**Activity list**
1. List the cities where the author of the Naso passage studied before being ordained.
2. Using the Naso passage, decide whether each statement agrees with it: (a) The author studied at the Hebrew Union College for five years. (b) The ordination took place in Jerusalem. (c) The priestly benediction is used only in Jewish tradition.
3. Write a continuation of the Naso passage, starting after its final sentence.

**Passage shown**
Naso (Numbers 4:21-7:89)

I remember the day of my rabbinic ordination, some 26 years ago, as if it were yesterday. I had spent five years studying at the Hebrew Union College – Jewish Institute of Religion, first in Jerusalem, then in Los Angeles and finally in New York. There I was after all those years of study standing on the ornate marble bima of Temple Emanuel in New York City about to be ordained as a rabbi in Israel.

I approached the enormous carved ark in this awesome cathedral-like sanctuary and stood before Rabbi Alfred Gottschalk, the President of the Hebrew Union College who stretched out his hands and placed them on my head. He then uttered words of blessing that go back thousands of years to this week’s Torah portion. God tells Moses to instruct Aaron and his sons to use these very same words saying, “This is how you shall bless the children of Israel,” and then recites the words that have passed down throughout the generations ever since as the “priestly benediction.”

These words of blessing have become so powerful over the centuries that they are used both in Jewish and Christian tradition to represent the highest form of blessing that a rabbi or priest bestows upon the people. In fact, one of the most poignant moments in every bar and bat mitzvah, in every baby naming and every wedding ceremony is that moment when I place my own hands on that of the child or couple and utter these very same words of blessing that have echoed across the millennia of Jewish history to this very day.

**Information shown**
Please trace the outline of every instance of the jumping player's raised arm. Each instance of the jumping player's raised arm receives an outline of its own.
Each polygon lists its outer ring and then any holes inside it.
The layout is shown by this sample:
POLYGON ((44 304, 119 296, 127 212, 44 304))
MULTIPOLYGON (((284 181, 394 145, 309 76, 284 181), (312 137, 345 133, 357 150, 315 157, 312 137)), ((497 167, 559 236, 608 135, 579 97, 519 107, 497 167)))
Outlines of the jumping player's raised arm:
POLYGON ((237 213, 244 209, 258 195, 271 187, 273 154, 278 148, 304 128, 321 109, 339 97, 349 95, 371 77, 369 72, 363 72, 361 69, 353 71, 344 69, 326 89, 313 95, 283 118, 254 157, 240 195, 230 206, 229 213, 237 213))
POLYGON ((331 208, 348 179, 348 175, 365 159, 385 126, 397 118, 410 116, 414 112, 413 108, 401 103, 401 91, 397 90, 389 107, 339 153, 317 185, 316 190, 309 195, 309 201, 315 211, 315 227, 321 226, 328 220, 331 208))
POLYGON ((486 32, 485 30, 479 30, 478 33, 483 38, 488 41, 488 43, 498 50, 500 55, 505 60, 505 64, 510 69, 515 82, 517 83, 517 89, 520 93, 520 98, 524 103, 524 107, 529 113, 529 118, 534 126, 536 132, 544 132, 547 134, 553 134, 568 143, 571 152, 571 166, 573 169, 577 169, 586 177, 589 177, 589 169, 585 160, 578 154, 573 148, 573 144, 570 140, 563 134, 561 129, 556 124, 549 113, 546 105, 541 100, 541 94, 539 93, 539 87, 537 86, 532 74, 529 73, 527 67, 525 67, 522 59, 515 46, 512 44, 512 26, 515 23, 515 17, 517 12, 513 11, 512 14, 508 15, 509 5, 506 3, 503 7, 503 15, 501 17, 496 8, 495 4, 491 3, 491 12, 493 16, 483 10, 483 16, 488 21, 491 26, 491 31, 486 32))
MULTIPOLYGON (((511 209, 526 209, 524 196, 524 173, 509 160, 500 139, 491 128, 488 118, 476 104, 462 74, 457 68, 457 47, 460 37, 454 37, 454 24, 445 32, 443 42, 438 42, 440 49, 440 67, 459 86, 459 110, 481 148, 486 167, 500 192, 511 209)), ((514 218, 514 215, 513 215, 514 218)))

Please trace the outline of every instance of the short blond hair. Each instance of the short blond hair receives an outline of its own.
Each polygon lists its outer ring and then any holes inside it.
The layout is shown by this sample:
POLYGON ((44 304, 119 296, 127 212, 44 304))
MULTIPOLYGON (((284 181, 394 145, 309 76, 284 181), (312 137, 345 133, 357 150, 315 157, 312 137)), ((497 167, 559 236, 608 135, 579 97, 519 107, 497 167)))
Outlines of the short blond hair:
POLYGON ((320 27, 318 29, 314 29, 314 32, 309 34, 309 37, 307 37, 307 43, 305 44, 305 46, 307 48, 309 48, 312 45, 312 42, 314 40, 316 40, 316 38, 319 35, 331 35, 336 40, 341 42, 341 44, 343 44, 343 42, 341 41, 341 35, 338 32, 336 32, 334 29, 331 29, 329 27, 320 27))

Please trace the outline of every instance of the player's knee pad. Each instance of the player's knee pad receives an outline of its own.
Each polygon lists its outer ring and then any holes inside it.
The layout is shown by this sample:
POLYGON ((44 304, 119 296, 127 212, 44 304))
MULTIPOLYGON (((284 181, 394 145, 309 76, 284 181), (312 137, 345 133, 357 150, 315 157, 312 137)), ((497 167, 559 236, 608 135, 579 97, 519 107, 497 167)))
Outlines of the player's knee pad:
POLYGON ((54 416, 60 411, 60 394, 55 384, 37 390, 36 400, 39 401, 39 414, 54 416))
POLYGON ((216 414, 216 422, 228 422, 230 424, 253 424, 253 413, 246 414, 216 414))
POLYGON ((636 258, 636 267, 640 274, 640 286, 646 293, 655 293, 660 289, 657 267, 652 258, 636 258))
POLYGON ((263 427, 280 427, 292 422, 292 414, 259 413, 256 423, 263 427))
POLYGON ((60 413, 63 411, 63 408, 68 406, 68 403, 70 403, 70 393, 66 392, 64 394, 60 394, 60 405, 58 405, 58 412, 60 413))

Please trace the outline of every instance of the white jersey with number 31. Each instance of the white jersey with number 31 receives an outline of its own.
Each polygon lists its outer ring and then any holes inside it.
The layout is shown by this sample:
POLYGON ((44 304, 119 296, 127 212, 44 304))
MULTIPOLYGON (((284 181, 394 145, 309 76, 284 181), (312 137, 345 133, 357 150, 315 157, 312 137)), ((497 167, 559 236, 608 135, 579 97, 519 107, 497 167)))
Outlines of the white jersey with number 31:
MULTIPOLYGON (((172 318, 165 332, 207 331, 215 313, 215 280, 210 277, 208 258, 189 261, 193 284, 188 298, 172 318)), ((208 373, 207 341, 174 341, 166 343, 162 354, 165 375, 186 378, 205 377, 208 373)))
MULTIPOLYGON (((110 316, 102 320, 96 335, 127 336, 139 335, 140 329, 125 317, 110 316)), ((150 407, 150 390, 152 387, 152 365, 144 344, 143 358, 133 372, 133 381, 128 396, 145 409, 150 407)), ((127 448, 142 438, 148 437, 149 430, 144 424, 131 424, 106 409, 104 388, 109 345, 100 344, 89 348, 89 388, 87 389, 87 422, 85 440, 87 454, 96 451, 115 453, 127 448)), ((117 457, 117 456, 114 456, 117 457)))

**Expected results**
1. Jerusalem, Los Angeles, New York

2.
(a) Yes: "I had spent five years studying at the Hebrew Union College – Jewish Institute of Religion"
(b) No: "standing on the ornate marble bima of Temple Emanuel in New York City"
(c) No: "they are used both in Jewish and Christian tradition"

3.
You have all heard the words many times. Yevarekhekha adonai veyishmarekha….ya-air adonai panav aylekha vee-khuneka…yisa adonai panav alekha veyasem lekha shalom. “May God bless you protect you…May the face of God’s countenance shine upon you and be gracious unto you…May God’s face be lifted up upon you and grant you Wholeness, Fulfillment and Peace.”

But what is so remarkable about this blessing is not so much the words themselves, as beautiful as they are in Hebrew. What is truly revolutionary about this blessing, is what it reveals in the Torah about the very nature of God in Jewish tradition. For after all the miraculous signs and wonders that God wrought in Egypt, after the liberation from bondage that God brought about “with a strong hand and an outstretched arm,” after God destroys the mightiest army on earth by drowning them in the Sea of Reeds, after the miracle of giving the Torah to Moses on Mount Sinai, feeding the entire Jewish people with manna from heaven every day, providing them with water in the desert and every other sign of God’s omnipotence and power, in the simple words that follow this blessing we discover what may be the most important quality of God we will every learn.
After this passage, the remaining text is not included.